(Image point grounding data)
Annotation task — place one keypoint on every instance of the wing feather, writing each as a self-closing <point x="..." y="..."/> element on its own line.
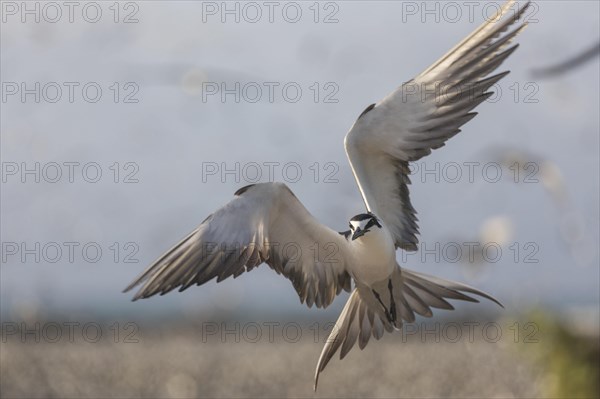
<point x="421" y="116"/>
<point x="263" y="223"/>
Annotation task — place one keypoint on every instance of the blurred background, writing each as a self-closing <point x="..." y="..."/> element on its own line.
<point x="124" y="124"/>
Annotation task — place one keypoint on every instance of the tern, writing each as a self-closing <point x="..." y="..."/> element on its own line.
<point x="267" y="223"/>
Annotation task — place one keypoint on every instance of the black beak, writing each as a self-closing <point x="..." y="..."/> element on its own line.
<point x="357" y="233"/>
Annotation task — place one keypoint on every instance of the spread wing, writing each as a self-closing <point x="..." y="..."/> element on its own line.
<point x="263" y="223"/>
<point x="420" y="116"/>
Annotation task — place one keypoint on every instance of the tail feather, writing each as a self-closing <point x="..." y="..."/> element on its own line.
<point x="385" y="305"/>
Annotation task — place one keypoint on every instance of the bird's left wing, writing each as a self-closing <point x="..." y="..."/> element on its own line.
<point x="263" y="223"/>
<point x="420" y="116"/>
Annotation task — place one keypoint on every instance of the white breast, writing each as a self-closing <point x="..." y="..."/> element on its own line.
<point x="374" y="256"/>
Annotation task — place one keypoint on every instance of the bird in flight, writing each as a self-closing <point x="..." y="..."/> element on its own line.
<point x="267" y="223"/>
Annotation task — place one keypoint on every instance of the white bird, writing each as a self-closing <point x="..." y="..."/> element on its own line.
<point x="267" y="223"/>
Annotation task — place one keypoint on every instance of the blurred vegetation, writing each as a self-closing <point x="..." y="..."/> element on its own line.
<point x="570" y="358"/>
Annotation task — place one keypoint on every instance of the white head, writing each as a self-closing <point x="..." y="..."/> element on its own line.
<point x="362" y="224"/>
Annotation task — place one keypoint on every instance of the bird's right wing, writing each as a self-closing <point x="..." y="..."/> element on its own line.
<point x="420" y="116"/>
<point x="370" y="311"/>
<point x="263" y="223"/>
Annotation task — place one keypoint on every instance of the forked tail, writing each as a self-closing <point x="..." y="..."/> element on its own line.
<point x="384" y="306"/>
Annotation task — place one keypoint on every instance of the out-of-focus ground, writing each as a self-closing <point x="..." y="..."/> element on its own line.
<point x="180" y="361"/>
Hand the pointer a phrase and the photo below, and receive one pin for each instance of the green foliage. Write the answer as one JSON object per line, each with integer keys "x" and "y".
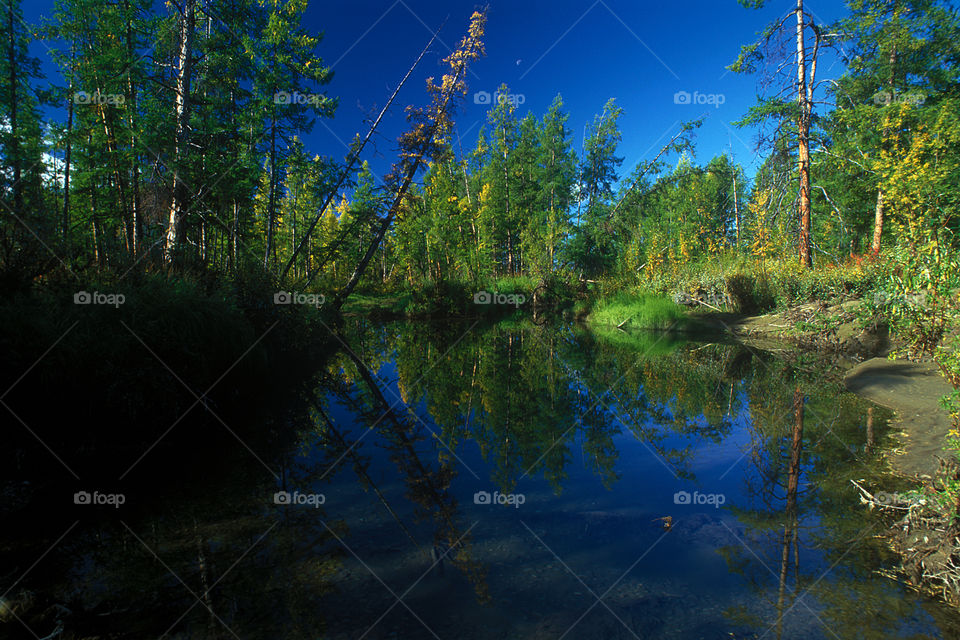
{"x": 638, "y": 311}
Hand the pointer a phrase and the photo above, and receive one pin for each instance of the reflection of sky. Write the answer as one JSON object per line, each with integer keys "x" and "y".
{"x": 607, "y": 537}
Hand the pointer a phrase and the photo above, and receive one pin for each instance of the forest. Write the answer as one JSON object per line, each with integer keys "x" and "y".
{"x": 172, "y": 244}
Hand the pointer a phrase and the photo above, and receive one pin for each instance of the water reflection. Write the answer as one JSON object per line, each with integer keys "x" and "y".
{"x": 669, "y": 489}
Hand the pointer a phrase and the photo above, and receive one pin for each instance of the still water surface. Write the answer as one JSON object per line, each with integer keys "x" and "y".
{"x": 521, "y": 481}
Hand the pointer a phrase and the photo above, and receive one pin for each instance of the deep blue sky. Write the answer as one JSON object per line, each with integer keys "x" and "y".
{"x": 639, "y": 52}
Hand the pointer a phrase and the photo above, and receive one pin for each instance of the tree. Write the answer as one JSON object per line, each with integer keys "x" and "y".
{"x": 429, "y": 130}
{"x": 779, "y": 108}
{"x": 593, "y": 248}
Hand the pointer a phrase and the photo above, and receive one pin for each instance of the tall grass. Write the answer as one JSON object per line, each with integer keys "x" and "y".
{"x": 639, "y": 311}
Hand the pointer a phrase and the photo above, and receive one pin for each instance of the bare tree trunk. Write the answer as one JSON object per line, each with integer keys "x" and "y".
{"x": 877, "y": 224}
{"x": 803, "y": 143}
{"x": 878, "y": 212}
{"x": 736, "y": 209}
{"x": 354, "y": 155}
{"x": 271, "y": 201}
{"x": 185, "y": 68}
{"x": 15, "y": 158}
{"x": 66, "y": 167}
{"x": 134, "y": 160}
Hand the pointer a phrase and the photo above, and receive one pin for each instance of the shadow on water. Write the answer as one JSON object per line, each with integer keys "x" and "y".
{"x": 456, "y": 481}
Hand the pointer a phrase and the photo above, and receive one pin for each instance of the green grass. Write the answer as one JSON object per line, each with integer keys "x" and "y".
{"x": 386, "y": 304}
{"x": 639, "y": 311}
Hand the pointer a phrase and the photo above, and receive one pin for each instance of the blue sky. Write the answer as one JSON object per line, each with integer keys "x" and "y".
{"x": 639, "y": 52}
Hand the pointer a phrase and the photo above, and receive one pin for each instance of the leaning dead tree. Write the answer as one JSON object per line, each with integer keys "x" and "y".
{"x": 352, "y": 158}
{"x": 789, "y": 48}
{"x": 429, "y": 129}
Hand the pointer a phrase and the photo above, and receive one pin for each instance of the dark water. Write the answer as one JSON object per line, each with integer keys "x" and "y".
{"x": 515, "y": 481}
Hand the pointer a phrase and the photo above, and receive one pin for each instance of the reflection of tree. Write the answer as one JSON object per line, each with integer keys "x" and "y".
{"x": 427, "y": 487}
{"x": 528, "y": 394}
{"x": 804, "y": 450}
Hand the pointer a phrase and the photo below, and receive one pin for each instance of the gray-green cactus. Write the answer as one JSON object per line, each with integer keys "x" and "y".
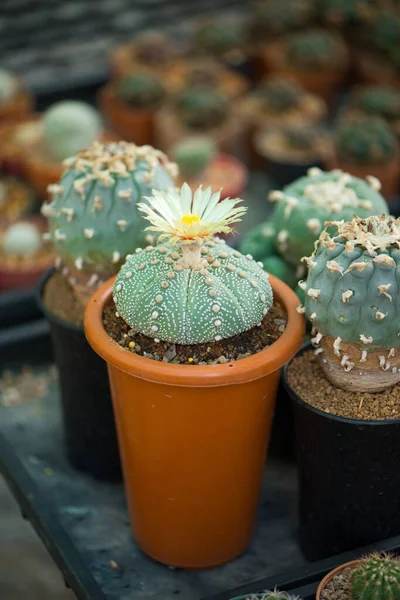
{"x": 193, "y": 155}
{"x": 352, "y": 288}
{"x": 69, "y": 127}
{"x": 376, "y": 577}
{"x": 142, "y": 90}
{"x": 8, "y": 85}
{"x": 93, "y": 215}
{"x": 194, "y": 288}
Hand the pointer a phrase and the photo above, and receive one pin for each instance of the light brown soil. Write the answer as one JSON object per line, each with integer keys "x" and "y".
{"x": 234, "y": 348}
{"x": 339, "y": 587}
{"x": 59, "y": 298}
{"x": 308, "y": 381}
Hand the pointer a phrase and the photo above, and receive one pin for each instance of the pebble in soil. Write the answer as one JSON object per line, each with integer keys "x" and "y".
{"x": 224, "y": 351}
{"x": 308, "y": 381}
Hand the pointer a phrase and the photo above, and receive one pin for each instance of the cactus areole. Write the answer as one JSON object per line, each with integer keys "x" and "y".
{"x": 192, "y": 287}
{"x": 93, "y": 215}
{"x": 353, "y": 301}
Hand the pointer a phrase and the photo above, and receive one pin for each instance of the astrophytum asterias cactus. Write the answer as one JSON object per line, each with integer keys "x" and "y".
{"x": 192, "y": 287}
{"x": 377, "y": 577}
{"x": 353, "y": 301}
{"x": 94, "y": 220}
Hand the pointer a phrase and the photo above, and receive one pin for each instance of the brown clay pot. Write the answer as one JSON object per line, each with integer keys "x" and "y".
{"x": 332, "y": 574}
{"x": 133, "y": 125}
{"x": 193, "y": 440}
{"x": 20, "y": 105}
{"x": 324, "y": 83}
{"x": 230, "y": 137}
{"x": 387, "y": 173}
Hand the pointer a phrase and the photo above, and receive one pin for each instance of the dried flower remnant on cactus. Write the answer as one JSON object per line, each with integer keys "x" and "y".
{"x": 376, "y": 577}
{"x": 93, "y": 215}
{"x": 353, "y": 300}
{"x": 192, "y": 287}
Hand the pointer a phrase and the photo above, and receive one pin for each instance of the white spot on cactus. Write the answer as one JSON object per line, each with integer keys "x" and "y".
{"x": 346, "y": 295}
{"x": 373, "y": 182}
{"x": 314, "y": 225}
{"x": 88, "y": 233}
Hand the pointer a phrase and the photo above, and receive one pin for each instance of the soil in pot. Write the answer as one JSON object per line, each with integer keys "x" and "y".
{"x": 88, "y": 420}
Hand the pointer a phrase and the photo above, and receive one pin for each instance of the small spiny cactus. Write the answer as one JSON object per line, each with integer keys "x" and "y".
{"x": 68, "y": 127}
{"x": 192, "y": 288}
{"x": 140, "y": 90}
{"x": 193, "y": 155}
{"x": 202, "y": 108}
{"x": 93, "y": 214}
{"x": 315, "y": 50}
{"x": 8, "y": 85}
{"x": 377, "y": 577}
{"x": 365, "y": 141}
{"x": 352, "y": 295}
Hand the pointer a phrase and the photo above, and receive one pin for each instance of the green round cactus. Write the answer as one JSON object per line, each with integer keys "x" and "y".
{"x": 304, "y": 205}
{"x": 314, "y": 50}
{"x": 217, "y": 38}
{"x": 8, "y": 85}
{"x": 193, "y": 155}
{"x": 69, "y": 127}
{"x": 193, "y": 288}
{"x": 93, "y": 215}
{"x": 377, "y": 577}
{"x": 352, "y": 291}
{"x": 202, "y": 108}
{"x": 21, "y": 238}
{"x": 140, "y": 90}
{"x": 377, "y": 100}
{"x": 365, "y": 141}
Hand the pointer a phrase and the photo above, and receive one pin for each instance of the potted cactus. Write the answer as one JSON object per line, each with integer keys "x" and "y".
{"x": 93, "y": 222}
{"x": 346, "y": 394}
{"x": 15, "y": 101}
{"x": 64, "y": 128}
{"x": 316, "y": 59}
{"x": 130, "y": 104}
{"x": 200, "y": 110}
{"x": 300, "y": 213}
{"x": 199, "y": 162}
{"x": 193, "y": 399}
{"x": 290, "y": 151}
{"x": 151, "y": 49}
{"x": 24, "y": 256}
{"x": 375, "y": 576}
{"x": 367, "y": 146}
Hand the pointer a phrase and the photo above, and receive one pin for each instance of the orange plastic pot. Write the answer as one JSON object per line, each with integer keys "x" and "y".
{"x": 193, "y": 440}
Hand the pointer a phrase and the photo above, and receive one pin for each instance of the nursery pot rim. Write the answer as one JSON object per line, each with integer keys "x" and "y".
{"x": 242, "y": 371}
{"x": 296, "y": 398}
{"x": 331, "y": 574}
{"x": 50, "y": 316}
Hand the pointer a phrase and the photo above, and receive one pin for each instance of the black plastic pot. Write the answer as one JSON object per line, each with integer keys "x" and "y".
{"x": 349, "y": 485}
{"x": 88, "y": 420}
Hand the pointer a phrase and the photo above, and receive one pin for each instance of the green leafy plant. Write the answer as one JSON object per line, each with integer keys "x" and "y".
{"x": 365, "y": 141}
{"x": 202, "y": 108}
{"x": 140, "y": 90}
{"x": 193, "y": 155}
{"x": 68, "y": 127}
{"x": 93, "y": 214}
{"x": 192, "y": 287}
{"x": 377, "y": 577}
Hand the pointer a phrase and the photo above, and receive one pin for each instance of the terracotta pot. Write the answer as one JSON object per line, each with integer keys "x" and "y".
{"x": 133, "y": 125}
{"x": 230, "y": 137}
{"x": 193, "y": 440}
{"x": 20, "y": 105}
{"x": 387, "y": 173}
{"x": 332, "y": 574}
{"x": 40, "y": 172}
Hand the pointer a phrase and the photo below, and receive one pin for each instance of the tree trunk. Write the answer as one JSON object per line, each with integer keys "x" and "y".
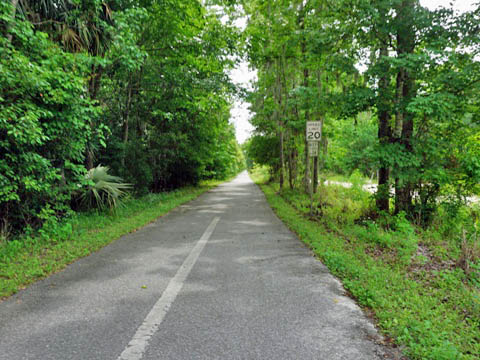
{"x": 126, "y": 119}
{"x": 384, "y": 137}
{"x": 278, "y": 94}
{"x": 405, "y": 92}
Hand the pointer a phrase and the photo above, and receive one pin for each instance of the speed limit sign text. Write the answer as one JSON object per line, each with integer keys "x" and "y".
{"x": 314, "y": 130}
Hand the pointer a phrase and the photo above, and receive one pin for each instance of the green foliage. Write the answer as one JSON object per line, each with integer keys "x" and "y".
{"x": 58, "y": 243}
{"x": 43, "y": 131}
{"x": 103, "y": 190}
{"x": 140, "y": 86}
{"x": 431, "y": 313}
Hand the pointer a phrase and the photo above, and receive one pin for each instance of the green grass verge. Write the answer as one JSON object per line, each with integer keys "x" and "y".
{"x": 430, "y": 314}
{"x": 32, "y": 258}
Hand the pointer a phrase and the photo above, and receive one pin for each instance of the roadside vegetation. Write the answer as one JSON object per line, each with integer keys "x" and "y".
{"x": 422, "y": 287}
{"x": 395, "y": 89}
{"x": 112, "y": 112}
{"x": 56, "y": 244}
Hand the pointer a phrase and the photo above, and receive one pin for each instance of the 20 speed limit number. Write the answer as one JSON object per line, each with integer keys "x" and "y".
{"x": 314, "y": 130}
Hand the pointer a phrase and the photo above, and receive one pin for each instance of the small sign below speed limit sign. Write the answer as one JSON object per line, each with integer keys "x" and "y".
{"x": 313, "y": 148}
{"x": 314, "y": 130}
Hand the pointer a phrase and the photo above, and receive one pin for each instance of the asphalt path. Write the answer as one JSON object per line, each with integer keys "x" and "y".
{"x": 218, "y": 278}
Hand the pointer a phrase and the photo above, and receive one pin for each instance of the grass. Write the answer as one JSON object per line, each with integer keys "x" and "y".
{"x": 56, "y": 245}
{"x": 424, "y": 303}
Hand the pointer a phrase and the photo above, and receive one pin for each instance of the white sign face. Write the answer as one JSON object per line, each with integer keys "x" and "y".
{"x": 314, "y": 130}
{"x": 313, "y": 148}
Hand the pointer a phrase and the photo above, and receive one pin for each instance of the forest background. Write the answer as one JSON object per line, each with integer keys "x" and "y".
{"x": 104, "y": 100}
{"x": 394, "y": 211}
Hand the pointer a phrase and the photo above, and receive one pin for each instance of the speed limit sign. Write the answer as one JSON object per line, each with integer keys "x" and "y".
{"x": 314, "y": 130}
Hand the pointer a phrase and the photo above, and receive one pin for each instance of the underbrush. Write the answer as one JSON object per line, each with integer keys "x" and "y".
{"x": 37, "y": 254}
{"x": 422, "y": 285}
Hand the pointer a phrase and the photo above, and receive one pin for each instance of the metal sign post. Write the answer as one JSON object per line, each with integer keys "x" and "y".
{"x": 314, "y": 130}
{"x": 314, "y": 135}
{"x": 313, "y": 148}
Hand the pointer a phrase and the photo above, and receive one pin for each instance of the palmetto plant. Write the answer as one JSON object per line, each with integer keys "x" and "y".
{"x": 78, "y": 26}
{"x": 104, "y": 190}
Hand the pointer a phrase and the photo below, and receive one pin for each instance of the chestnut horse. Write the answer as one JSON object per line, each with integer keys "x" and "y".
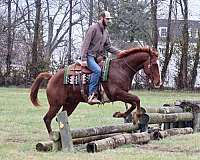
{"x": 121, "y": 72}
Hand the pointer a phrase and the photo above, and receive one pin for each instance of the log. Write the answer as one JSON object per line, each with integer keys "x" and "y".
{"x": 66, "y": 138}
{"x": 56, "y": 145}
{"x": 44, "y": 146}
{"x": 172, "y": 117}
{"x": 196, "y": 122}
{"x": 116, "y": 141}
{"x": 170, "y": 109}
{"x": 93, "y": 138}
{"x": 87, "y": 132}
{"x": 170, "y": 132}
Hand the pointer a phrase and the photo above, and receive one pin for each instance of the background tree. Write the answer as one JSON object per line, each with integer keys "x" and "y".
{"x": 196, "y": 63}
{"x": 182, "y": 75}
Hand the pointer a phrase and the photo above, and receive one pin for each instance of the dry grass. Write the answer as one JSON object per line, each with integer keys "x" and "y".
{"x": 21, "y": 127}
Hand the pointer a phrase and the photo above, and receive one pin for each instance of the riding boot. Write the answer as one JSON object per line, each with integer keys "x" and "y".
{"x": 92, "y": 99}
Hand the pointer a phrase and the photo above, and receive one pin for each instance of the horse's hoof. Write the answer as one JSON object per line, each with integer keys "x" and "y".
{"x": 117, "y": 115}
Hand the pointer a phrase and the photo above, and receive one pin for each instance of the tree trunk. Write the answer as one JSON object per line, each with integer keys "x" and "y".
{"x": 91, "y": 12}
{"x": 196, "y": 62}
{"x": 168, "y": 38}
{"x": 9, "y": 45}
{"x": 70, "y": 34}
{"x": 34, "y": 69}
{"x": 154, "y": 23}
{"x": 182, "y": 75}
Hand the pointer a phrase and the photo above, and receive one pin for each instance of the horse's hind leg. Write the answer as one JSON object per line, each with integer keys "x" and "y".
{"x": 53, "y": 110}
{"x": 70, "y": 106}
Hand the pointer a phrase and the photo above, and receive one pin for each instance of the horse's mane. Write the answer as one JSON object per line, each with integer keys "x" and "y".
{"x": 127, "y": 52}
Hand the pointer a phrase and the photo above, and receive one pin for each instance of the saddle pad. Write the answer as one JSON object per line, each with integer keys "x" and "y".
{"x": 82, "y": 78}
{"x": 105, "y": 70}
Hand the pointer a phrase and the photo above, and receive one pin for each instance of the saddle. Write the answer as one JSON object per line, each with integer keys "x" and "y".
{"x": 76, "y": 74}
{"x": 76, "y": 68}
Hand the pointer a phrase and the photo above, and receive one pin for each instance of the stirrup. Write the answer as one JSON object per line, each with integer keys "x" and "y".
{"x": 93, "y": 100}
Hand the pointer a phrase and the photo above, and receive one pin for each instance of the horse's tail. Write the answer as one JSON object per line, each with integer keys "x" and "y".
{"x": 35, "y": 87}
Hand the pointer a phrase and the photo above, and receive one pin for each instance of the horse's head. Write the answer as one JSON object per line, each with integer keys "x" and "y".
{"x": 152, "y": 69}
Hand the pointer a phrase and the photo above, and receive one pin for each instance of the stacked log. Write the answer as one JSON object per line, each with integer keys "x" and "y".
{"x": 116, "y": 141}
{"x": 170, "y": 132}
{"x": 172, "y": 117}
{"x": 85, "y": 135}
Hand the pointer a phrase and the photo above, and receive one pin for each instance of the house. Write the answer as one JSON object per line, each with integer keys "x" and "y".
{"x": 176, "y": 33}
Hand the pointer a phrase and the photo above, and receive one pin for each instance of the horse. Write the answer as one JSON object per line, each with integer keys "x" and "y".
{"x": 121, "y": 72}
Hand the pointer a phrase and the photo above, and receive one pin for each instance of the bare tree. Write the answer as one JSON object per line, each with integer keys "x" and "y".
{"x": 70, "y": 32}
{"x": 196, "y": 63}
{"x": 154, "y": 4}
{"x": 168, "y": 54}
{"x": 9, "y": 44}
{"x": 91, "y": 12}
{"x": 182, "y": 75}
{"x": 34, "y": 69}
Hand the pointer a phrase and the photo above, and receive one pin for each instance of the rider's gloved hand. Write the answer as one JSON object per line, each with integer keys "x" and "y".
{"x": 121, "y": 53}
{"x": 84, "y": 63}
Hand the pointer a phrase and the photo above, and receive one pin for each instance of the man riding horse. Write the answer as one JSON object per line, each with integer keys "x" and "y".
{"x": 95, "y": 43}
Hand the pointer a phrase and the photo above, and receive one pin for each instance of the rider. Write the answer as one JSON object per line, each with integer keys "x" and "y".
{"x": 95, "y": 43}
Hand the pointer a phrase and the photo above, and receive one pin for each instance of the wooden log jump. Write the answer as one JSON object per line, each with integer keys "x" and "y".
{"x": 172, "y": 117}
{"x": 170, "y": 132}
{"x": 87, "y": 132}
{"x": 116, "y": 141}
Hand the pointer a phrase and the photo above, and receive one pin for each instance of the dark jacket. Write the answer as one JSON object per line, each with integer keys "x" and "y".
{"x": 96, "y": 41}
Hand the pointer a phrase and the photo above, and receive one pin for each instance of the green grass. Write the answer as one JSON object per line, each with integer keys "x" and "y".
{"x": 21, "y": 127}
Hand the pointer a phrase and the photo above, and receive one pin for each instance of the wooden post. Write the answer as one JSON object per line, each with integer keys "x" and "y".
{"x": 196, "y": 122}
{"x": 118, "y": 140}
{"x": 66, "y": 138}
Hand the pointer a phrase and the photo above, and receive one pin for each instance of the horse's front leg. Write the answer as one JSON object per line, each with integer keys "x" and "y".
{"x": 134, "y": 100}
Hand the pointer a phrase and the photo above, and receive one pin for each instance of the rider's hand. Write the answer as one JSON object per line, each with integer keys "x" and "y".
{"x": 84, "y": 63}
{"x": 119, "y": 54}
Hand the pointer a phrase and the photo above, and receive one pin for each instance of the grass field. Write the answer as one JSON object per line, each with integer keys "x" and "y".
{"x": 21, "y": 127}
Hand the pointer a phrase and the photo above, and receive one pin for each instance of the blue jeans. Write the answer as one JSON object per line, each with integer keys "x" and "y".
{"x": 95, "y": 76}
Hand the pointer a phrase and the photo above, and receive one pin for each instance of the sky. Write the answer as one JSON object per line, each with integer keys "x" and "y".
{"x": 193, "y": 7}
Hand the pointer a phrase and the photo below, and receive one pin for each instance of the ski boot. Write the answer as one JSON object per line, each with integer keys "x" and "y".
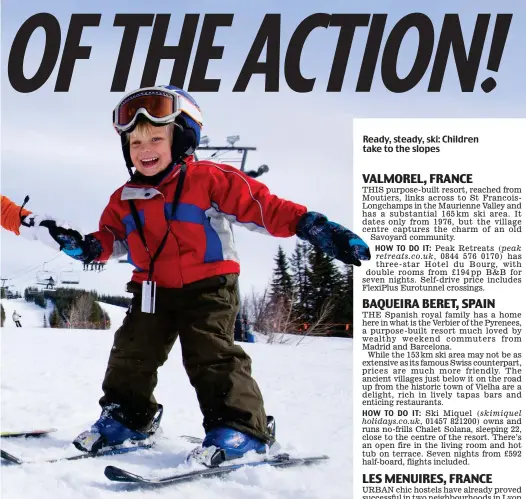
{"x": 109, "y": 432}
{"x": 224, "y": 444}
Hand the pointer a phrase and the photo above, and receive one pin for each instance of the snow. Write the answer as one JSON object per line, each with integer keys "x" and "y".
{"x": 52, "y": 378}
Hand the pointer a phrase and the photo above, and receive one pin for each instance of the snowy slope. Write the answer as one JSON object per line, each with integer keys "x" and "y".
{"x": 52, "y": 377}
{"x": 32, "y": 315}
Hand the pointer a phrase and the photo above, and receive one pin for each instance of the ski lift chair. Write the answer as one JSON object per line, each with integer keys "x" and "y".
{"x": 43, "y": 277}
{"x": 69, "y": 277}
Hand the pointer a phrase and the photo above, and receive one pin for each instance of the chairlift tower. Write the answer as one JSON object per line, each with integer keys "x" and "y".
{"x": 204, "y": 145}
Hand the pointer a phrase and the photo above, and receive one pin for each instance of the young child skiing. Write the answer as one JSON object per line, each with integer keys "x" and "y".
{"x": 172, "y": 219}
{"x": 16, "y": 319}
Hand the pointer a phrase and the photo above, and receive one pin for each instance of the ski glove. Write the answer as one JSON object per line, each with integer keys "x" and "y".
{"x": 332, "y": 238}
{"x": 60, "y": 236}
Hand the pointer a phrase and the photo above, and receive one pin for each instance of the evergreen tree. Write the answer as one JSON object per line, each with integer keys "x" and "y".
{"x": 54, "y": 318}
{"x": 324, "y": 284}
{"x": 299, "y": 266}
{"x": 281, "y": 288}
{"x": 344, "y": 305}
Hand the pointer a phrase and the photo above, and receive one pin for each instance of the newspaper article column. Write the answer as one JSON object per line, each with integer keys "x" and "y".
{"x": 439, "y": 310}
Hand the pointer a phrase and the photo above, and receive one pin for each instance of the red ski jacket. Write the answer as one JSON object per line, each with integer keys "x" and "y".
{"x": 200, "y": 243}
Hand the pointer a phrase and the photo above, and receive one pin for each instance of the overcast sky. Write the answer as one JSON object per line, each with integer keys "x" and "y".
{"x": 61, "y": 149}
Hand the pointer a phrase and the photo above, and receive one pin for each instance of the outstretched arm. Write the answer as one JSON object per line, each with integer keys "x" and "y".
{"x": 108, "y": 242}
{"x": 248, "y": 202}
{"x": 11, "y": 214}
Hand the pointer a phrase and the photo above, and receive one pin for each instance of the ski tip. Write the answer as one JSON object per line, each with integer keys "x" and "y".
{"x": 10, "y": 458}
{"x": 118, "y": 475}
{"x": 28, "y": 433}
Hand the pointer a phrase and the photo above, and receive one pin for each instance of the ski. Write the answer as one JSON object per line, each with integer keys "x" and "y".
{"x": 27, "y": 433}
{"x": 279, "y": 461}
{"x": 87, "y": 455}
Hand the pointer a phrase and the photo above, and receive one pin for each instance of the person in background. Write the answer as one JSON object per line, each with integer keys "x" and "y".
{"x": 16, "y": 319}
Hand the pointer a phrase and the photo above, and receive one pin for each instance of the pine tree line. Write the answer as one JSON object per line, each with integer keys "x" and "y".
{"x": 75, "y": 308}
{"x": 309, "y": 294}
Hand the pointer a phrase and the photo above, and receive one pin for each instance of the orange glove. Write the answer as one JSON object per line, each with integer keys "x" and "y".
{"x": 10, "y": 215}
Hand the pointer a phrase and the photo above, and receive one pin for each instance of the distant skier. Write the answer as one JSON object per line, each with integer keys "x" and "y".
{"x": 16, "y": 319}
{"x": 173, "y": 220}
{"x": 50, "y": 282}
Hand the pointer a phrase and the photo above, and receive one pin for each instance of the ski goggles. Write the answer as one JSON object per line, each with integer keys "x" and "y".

YOUR TASK:
Output exactly the line containing "the orange glove." together with every line after it, ending at the final line of the entries.

RESPONSE TO THIS EXERCISE:
Hand the pointer a phrase and the photo above, and receive one pin for each instance of the orange glove. Write the answer as one JSON object per line, each with integer keys "x" and "y".
{"x": 10, "y": 215}
Hand the pointer a phrase and the photo above, and receive one pin for each instance of the distant skier. Write the answer as one JSON object per line, each with integer keys "x" and "y".
{"x": 16, "y": 319}
{"x": 173, "y": 220}
{"x": 50, "y": 282}
Hand the pointer a phrase and the photo above, and receive one pin for each instance of the ski goggles. Write the answer as one JSON object per line, each with integer keys "x" and "y".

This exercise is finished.